### What you need to do:
Everything in the entries except the pictures should be repeated exactly.

### Data to process:
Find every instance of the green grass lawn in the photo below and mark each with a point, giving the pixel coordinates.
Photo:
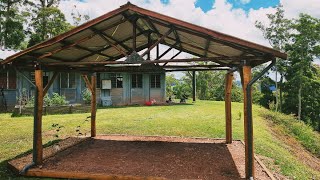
(201, 119)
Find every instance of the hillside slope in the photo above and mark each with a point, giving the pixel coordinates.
(278, 140)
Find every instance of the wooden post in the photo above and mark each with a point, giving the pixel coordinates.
(227, 100)
(194, 86)
(246, 77)
(38, 108)
(134, 35)
(93, 104)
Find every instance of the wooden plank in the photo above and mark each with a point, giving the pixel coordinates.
(157, 42)
(86, 80)
(83, 175)
(38, 117)
(93, 104)
(227, 99)
(45, 90)
(246, 73)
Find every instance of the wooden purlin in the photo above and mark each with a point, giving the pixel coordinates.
(214, 34)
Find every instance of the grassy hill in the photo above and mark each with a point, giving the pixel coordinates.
(279, 140)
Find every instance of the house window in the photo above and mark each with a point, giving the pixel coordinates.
(45, 78)
(68, 80)
(155, 81)
(116, 81)
(136, 81)
(8, 80)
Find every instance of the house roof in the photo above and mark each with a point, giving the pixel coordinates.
(110, 37)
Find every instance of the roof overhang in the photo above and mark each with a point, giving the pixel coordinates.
(106, 40)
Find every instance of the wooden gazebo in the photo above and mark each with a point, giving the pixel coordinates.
(118, 40)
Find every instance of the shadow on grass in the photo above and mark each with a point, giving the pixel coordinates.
(137, 105)
(6, 173)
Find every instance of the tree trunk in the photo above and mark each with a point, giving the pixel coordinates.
(299, 105)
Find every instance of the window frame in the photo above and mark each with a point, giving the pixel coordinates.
(68, 81)
(136, 81)
(115, 79)
(155, 81)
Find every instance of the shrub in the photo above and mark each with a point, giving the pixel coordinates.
(86, 96)
(303, 133)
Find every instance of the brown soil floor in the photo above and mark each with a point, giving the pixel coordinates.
(167, 157)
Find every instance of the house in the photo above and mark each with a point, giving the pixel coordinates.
(113, 88)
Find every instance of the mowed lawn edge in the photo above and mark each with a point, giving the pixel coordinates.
(200, 119)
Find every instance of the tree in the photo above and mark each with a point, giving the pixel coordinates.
(11, 24)
(302, 76)
(47, 21)
(277, 33)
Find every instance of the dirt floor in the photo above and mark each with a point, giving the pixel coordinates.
(165, 157)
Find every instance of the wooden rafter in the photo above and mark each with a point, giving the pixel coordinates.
(169, 49)
(174, 56)
(212, 59)
(197, 47)
(114, 45)
(157, 42)
(106, 48)
(118, 42)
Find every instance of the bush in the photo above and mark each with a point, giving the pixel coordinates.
(58, 100)
(86, 96)
(303, 133)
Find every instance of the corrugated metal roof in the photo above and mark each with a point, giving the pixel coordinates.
(110, 37)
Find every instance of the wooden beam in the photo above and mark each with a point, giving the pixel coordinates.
(202, 69)
(105, 48)
(227, 100)
(212, 59)
(192, 66)
(93, 104)
(45, 90)
(246, 73)
(38, 108)
(88, 84)
(194, 90)
(48, 54)
(157, 42)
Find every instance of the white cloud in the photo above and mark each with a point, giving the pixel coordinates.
(245, 1)
(223, 17)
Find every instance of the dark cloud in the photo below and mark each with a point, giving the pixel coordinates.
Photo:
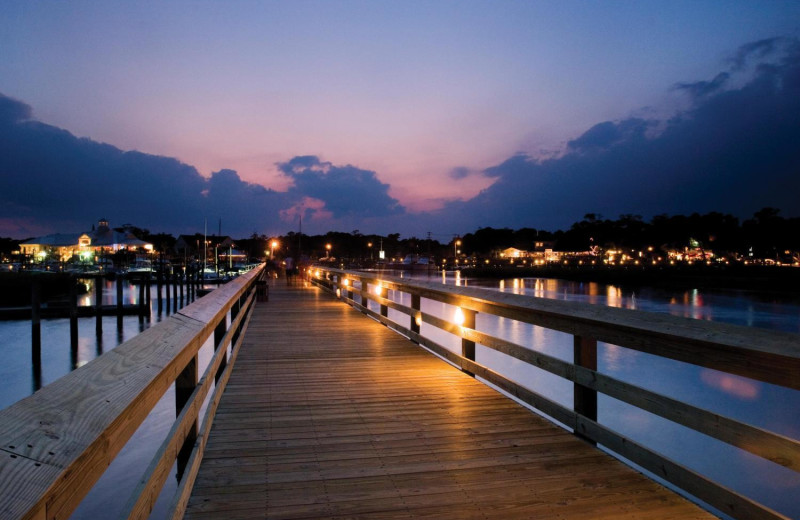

### Exercise result:
Find every instance of the green grass lawn in the photo below and mark each with a point, giving the pixel coordinates.
Photo:
(201, 119)
Find every instance of the hillside slope in the photo above and mark each with a point, giving the pixel coordinates.
(278, 140)
Find every instance of the wooden post in the photo above and mark each with a point, giving the pixel coordinates.
(227, 100)
(194, 86)
(246, 77)
(38, 108)
(134, 35)
(93, 104)
Find every instance of the wooden plank in the photo above and mark each with a point, giving the pixel coordinates.
(157, 42)
(86, 80)
(83, 175)
(38, 117)
(93, 104)
(227, 99)
(45, 90)
(246, 73)
Find every instance of the wooden purlin in the photo above and mark each with a point, giving the pixel coordinates.
(214, 34)
Find every instance of the grassy hill in the photo above and mark each with a point, giving the pixel coordinates.
(279, 140)
Find every instance of the house window in the photo above and mark each with a point, giving the pixel coordinates.
(45, 78)
(68, 80)
(155, 81)
(116, 81)
(136, 81)
(8, 80)
Find every instance of the house roof in the photo above and mark each with a point, giving the pixel coordinates.
(110, 37)
Find every instance of the roof overhang in the photo above and mark each with a point, giving the pixel coordinates.
(106, 40)
Find every instance of the wooden gazebo in the photo above and mark each with a point, giving the pixel coordinates.
(118, 40)
Find every instance of the shadow on grass in the photo above and mark each with a point, giving the pixel coordinates.
(137, 105)
(6, 173)
Find every instance of the tree trunk in the photo above and mark each with a point, giving the pixel coordinates.
(299, 105)
Find every instance of the window frame in the photo above and mark each with a point, giving the pixel coordinates.
(68, 81)
(136, 81)
(115, 79)
(155, 81)
Find every instance of the shrub in the photo above and mark each with a point, giving the pixel coordinates.
(86, 96)
(303, 133)
Find every instance of the brown soil floor in the photo above and mark each with a point, giving the pixel coordinates.
(167, 157)
Find every instance of the house in the photo above and mark each with a point, giving the pixel coordinates.
(113, 88)
Find every instance of the mowed lawn edge in the photo above and mark each with a point, giving the pixel coordinates.
(200, 119)
Find every instance of the tree in the photo above and mark each with a point, giving the pixel coordinates.
(11, 24)
(302, 76)
(47, 21)
(277, 33)
Find every instance of the dirt floor in the photo above and mark each with a point, giving the pixel coordinates.
(165, 157)
Find every instance of the wooden rafter in the photo above and mark each with a point, giving the pixel coordinates.
(169, 49)
(174, 56)
(212, 59)
(197, 47)
(114, 45)
(157, 42)
(106, 48)
(118, 42)
Find every instance of the bush in the photo above and mark each with a point, giving the pixel coordinates.
(58, 100)
(86, 96)
(303, 133)
Find every instance of the corrugated metal roof in the photo above and mark each with a point, giving the pixel coordinates.
(110, 37)
Find every instance of the wooden beam in the photo above and mark each with a point, giving the pixel coordinates.
(202, 69)
(105, 48)
(227, 100)
(212, 59)
(192, 66)
(93, 104)
(45, 90)
(246, 73)
(38, 108)
(88, 84)
(194, 90)
(48, 54)
(157, 42)
Find every instance of the white cloud in the photo above and mark each with a point, giving the pixel coordinates.
(245, 1)
(223, 17)
Find every instance of the dark cloud in the photo below and mark each with a point, giving the pixel coordinates.
Photo:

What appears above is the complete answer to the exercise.